» **Written instruction**
Please copy the listing below word for word, keeping every line and number unchanged.

##### Data entries

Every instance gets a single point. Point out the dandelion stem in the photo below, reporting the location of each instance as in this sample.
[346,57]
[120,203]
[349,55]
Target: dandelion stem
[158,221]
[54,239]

##########

» **The output**
Every instance gets a single point. Point out the dandelion stem in the photo below, reporting the location of each instance as in this sample.
[346,57]
[120,203]
[349,55]
Target: dandelion stem
[158,221]
[54,239]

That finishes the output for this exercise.